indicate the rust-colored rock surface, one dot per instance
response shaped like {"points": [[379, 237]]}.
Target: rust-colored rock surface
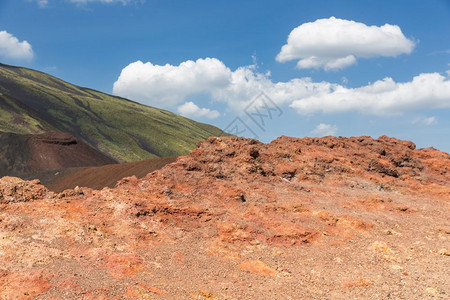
{"points": [[311, 218]]}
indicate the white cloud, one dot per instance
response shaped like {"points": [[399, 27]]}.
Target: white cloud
{"points": [[169, 86], [124, 2], [42, 3], [190, 109], [12, 48], [324, 130], [384, 97], [425, 121], [334, 44]]}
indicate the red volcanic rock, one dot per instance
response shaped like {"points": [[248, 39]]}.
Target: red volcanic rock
{"points": [[311, 218], [14, 189]]}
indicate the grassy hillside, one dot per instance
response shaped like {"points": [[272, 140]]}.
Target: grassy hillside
{"points": [[33, 102]]}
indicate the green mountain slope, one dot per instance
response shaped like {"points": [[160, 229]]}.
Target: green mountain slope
{"points": [[34, 102]]}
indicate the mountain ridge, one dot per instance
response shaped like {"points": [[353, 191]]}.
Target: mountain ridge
{"points": [[34, 102]]}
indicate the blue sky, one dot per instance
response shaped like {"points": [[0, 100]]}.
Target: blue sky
{"points": [[342, 71]]}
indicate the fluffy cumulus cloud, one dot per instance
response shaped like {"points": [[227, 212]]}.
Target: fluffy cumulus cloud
{"points": [[190, 109], [334, 44], [44, 3], [324, 130], [100, 1], [383, 97], [13, 49], [427, 121], [169, 86]]}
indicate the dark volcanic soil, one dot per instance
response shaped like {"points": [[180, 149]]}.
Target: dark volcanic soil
{"points": [[22, 155], [328, 218]]}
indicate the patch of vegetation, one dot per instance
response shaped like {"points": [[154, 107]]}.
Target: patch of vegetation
{"points": [[32, 102]]}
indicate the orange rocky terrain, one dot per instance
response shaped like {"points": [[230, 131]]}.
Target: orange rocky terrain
{"points": [[311, 218]]}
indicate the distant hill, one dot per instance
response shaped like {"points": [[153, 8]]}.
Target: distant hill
{"points": [[35, 102], [24, 155]]}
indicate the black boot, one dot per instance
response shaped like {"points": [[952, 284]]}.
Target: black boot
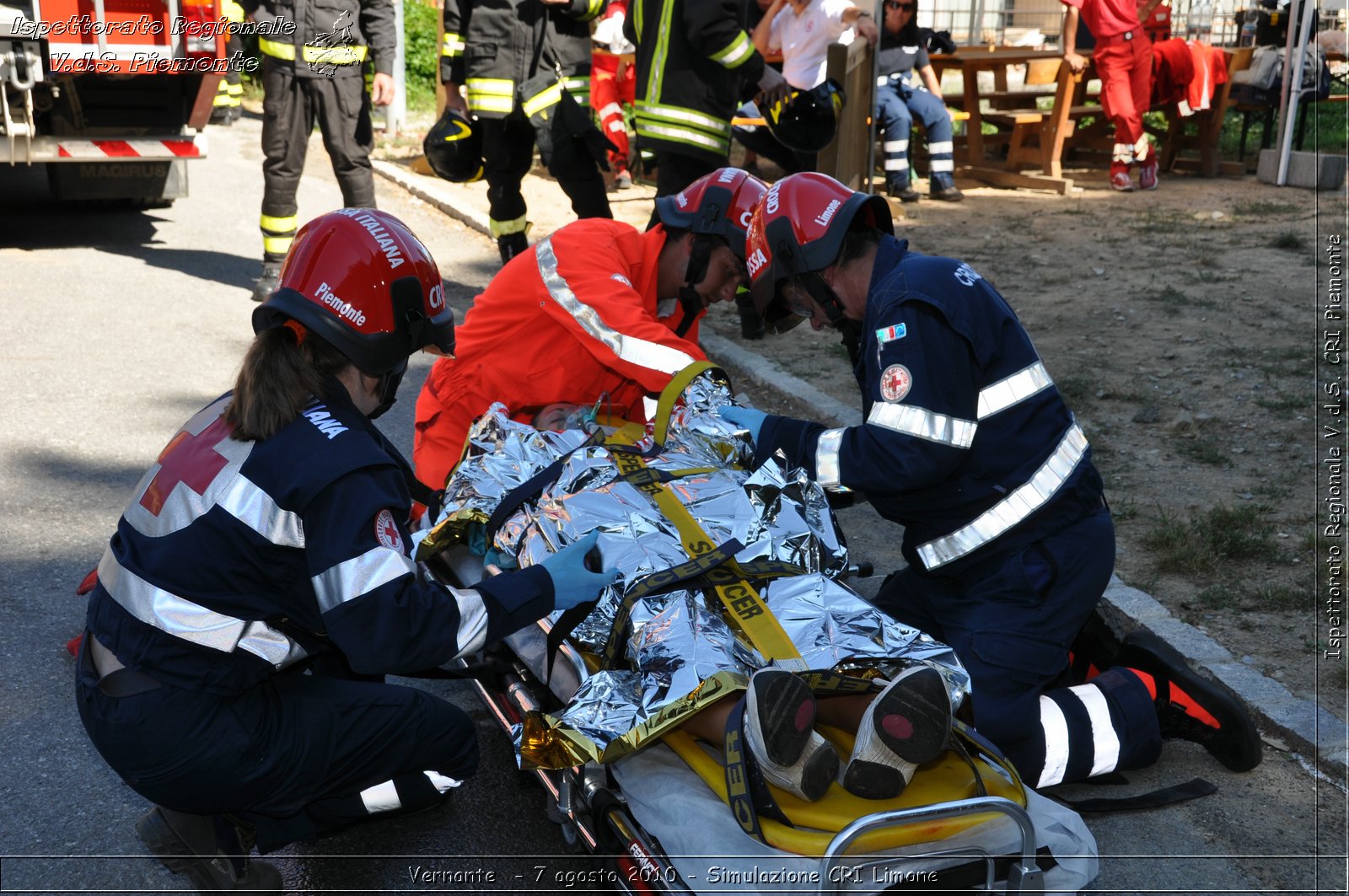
{"points": [[1196, 709], [512, 244], [207, 848], [267, 282]]}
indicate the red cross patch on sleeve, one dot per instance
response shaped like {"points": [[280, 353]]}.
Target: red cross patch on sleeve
{"points": [[386, 532]]}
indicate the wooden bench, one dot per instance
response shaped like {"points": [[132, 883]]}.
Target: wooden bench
{"points": [[1036, 135]]}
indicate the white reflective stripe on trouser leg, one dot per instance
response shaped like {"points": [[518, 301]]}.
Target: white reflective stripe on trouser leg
{"points": [[381, 797], [384, 797], [1056, 743], [1105, 743]]}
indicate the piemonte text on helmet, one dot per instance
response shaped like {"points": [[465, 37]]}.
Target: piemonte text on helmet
{"points": [[823, 217], [328, 297], [386, 244]]}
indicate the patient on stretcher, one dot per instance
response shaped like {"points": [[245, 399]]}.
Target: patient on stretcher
{"points": [[674, 657]]}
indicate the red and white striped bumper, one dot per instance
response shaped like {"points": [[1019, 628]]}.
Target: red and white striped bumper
{"points": [[51, 148]]}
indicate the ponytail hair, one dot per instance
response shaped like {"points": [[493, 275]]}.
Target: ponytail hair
{"points": [[281, 373]]}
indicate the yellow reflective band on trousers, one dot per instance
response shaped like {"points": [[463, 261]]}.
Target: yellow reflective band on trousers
{"points": [[278, 233], [490, 94], [350, 54], [544, 99], [506, 228]]}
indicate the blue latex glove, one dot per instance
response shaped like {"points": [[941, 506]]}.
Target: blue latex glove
{"points": [[572, 581], [744, 417]]}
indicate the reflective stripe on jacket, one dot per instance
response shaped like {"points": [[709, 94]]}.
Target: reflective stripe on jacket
{"points": [[694, 62], [965, 437], [235, 561], [489, 49], [572, 320], [325, 38]]}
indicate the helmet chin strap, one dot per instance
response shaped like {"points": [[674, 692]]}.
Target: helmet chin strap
{"points": [[829, 300], [694, 274], [388, 388]]}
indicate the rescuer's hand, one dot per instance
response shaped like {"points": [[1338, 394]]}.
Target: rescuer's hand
{"points": [[744, 417], [382, 89], [577, 572]]}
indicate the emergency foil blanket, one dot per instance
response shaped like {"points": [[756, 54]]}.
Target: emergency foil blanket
{"points": [[674, 649]]}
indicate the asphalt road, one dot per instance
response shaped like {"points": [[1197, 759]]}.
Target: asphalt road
{"points": [[121, 325]]}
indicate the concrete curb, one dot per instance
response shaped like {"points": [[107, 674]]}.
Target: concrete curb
{"points": [[1298, 725], [458, 211]]}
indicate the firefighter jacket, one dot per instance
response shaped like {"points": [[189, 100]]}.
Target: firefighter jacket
{"points": [[966, 442], [327, 38], [497, 51], [694, 60], [572, 320], [239, 559]]}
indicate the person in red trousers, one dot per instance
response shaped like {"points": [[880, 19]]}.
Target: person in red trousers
{"points": [[1123, 61]]}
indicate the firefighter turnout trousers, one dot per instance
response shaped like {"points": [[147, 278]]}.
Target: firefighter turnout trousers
{"points": [[341, 105], [294, 756], [509, 154]]}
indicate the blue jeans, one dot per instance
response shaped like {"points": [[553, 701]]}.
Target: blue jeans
{"points": [[897, 105]]}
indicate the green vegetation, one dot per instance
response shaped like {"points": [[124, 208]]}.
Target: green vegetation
{"points": [[1328, 131], [422, 54]]}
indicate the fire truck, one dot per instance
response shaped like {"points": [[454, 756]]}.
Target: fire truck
{"points": [[110, 94]]}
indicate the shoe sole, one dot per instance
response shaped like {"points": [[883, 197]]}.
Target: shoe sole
{"points": [[172, 849], [911, 720], [820, 770], [1144, 649], [784, 714], [175, 855]]}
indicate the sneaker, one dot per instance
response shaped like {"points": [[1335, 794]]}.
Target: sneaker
{"points": [[267, 282], [907, 725], [208, 849], [903, 192], [1148, 174], [780, 734], [1191, 707]]}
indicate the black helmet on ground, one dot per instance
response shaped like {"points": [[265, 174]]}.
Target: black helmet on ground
{"points": [[454, 148], [807, 121]]}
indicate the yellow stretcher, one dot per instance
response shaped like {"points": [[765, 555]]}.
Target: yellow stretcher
{"points": [[959, 791]]}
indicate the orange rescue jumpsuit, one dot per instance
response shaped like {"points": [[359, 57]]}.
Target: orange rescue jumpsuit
{"points": [[571, 320]]}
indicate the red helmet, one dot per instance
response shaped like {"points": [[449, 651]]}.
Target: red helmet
{"points": [[718, 204], [798, 227], [361, 280]]}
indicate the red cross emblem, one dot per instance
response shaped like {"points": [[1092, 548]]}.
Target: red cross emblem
{"points": [[896, 382], [192, 460]]}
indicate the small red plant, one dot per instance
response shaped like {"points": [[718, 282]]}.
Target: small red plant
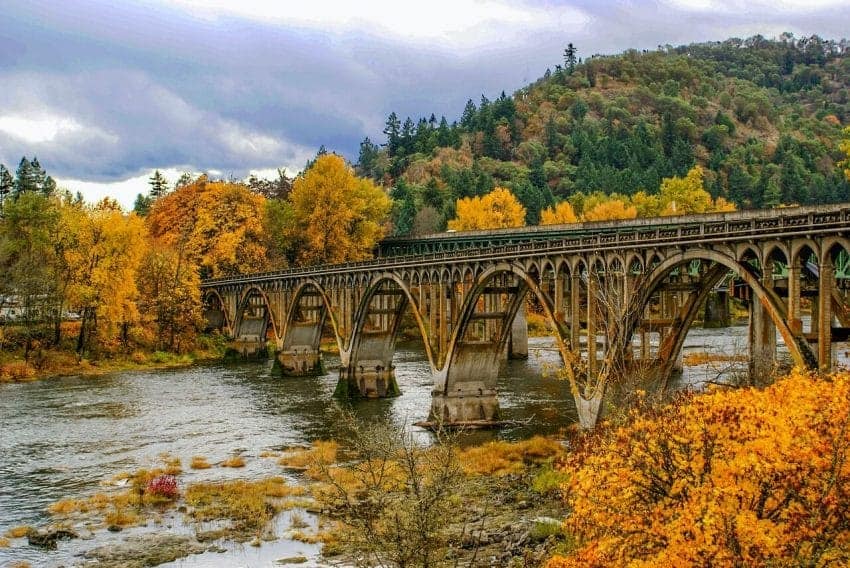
{"points": [[163, 486]]}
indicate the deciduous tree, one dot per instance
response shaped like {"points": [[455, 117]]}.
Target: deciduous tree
{"points": [[341, 216]]}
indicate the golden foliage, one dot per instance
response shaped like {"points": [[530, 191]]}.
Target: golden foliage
{"points": [[234, 461], [218, 226], [199, 462], [610, 210], [561, 214], [730, 478], [845, 148], [502, 458], [340, 216], [499, 209]]}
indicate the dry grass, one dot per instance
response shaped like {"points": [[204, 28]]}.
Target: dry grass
{"points": [[702, 358], [172, 464], [503, 458], [121, 517], [250, 504], [18, 532], [235, 461], [199, 462], [16, 371], [323, 453]]}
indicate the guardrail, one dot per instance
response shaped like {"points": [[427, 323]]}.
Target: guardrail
{"points": [[641, 233]]}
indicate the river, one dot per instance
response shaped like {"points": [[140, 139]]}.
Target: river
{"points": [[65, 437]]}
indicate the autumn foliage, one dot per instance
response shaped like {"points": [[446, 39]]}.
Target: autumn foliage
{"points": [[731, 478], [499, 209]]}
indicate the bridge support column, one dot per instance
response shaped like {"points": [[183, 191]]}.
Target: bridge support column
{"points": [[824, 313], [370, 372], [762, 336], [300, 361], [716, 310], [368, 379], [518, 340]]}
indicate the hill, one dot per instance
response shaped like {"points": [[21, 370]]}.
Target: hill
{"points": [[762, 117]]}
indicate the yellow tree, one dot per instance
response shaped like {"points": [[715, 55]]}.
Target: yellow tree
{"points": [[340, 216], [499, 209], [610, 210], [217, 226], [560, 214], [685, 196], [102, 270], [170, 297], [845, 147]]}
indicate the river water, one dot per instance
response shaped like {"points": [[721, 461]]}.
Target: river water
{"points": [[65, 437]]}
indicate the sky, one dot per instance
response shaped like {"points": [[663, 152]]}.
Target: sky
{"points": [[104, 92]]}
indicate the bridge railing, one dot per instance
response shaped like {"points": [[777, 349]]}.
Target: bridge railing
{"points": [[631, 234]]}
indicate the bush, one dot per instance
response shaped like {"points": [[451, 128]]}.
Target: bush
{"points": [[164, 486], [731, 478]]}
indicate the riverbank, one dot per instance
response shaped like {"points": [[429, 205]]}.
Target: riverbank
{"points": [[51, 363]]}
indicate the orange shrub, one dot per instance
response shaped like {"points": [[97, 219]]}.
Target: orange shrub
{"points": [[730, 478]]}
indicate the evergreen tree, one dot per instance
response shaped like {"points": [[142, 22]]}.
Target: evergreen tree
{"points": [[7, 185], [392, 130], [24, 178], [367, 158], [159, 185], [142, 205], [570, 57]]}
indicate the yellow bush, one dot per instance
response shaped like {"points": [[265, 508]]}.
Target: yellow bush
{"points": [[234, 461], [199, 462], [730, 478], [503, 458]]}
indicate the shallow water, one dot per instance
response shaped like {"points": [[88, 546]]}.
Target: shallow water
{"points": [[65, 437]]}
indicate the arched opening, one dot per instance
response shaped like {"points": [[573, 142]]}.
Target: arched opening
{"points": [[254, 325], [310, 318], [216, 317], [677, 288], [383, 311]]}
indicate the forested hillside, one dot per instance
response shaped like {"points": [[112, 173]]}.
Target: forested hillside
{"points": [[763, 118]]}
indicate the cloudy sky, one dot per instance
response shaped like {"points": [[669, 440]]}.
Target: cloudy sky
{"points": [[103, 92]]}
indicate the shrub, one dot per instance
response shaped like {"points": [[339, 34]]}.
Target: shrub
{"points": [[164, 486], [731, 478]]}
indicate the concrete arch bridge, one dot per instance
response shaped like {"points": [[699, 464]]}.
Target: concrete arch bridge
{"points": [[620, 297]]}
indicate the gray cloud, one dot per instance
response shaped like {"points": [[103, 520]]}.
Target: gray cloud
{"points": [[142, 85]]}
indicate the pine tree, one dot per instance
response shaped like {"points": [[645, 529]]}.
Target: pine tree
{"points": [[159, 185], [392, 130], [570, 57]]}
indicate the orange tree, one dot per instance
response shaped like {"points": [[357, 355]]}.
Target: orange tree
{"points": [[499, 209], [340, 216], [217, 226], [731, 478]]}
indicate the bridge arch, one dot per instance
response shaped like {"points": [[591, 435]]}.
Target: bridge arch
{"points": [[774, 308], [219, 305], [465, 387]]}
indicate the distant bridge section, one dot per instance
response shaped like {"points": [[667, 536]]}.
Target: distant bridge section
{"points": [[620, 297]]}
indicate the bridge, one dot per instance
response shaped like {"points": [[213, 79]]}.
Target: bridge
{"points": [[620, 297]]}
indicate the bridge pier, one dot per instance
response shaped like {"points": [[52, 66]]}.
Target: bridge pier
{"points": [[300, 361]]}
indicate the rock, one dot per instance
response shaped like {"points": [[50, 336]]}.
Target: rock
{"points": [[46, 538], [148, 549], [292, 560]]}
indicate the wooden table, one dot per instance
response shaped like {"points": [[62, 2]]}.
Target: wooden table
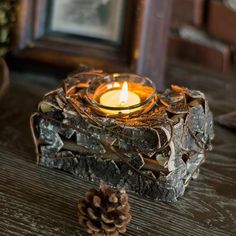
{"points": [[39, 201]]}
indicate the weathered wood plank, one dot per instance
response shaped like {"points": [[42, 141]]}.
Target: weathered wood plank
{"points": [[38, 201]]}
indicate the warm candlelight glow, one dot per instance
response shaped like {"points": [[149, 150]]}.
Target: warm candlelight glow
{"points": [[119, 98], [124, 93]]}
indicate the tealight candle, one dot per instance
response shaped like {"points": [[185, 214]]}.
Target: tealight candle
{"points": [[117, 94], [119, 98]]}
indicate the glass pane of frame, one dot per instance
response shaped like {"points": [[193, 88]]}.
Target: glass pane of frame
{"points": [[100, 20]]}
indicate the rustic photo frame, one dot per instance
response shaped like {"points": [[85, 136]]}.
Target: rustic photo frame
{"points": [[142, 49]]}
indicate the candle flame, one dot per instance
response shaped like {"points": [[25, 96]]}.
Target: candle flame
{"points": [[116, 85], [124, 93]]}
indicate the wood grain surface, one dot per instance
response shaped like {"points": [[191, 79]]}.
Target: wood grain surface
{"points": [[39, 201]]}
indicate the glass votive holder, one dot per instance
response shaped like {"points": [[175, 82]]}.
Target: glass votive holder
{"points": [[121, 95]]}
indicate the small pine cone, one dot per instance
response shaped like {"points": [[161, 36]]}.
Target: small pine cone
{"points": [[104, 212]]}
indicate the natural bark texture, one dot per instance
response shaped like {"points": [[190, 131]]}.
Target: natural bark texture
{"points": [[154, 154]]}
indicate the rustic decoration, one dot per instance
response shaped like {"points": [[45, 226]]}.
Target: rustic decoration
{"points": [[104, 212], [153, 153]]}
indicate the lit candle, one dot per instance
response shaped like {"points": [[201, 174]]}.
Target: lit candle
{"points": [[119, 98]]}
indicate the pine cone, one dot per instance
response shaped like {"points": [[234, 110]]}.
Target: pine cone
{"points": [[104, 212]]}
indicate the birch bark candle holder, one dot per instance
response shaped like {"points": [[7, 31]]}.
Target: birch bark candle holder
{"points": [[153, 151]]}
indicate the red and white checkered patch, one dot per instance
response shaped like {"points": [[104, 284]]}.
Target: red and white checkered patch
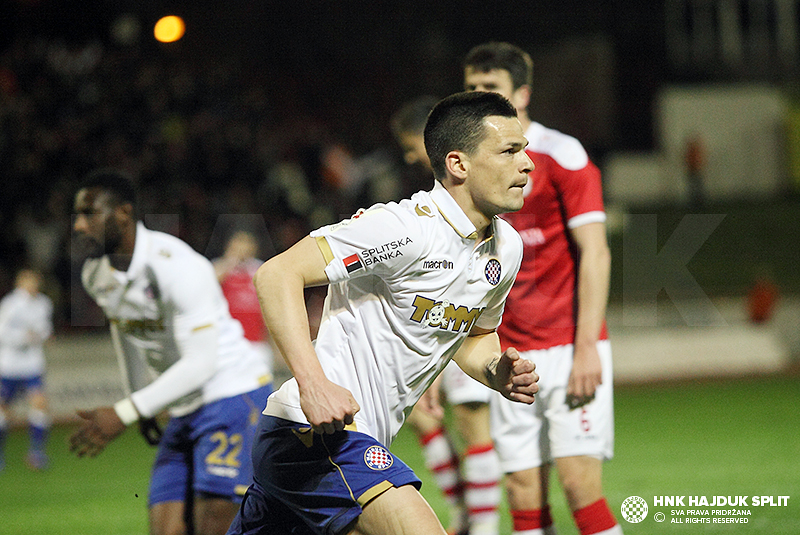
{"points": [[492, 271], [378, 458]]}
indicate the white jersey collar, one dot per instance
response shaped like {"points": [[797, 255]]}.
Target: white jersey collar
{"points": [[451, 211]]}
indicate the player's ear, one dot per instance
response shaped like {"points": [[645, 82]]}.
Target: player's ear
{"points": [[521, 97], [124, 212], [457, 165]]}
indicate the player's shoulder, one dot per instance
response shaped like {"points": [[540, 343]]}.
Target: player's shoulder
{"points": [[164, 247], [507, 236], [564, 149]]}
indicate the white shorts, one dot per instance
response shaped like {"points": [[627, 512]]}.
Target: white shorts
{"points": [[460, 388], [527, 436]]}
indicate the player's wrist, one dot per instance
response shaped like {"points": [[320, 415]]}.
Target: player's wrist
{"points": [[126, 411]]}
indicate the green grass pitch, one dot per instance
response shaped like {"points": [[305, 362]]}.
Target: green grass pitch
{"points": [[729, 438]]}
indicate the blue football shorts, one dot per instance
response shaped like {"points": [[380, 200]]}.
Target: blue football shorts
{"points": [[11, 387], [307, 483], [208, 451]]}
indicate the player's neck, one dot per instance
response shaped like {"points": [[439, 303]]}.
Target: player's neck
{"points": [[524, 120], [121, 258]]}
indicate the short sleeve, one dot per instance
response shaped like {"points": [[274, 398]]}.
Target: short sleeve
{"points": [[511, 254], [380, 241], [582, 194]]}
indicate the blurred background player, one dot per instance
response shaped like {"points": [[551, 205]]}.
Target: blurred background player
{"points": [[235, 270], [180, 350], [470, 483], [555, 315], [26, 321]]}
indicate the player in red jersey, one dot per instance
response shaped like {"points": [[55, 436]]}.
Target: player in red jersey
{"points": [[555, 315], [235, 270]]}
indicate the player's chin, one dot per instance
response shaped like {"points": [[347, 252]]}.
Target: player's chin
{"points": [[515, 199]]}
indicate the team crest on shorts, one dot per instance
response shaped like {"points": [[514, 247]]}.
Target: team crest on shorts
{"points": [[492, 271], [378, 458]]}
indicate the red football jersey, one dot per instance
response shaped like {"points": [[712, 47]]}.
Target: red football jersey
{"points": [[243, 301], [564, 191]]}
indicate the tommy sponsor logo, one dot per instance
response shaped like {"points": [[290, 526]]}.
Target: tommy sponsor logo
{"points": [[138, 326], [352, 263], [378, 458], [437, 264], [387, 251], [444, 315]]}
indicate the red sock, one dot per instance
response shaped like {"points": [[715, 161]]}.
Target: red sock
{"points": [[594, 518], [532, 519]]}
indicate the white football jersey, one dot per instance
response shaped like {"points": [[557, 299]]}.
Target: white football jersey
{"points": [[169, 294], [26, 321], [407, 284]]}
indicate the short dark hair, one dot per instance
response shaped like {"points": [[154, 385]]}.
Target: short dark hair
{"points": [[457, 123], [504, 56], [412, 116], [117, 183]]}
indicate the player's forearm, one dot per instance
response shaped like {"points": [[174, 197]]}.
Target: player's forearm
{"points": [[593, 282], [478, 357], [281, 295], [190, 373]]}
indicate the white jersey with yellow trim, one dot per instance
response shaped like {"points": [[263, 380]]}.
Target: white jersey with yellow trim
{"points": [[26, 321], [179, 347], [407, 283]]}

§

§ PROBLEM:
Rewrite every line, starting with the line with "indicate the red sock, one dot per instance" and going on through the end of the records. Add -119 to each coordinate in the answers and keep all other text and numbers unchanged.

§ RESPONSE:
indicate the red sock, one dot per instance
response shaped like {"points": [[715, 161]]}.
Target: red sock
{"points": [[475, 399], [413, 400]]}
indicate the white football jersey, one dot per instance
response shaped like {"points": [[557, 299]]}.
Target: white football jersey
{"points": [[50, 175], [-93, 202], [288, 165]]}
indicate the short dark hair, one dot per instance
response shaped like {"points": [[154, 385]]}.
Target: short dark hair
{"points": [[338, 4], [385, -63], [293, -3], [-2, 64]]}
indicate the player's forearm, one dot per instance
response shaped like {"points": [[174, 197]]}.
Target: player's forearm
{"points": [[474, 163], [359, 238], [162, 176], [71, 254]]}
indicate the white jersey with yellow trim, one dot per instance
response shaped like {"points": [[263, 380]]}.
Target: white jersey with yellow trim
{"points": [[-93, 202], [60, 228], [288, 164]]}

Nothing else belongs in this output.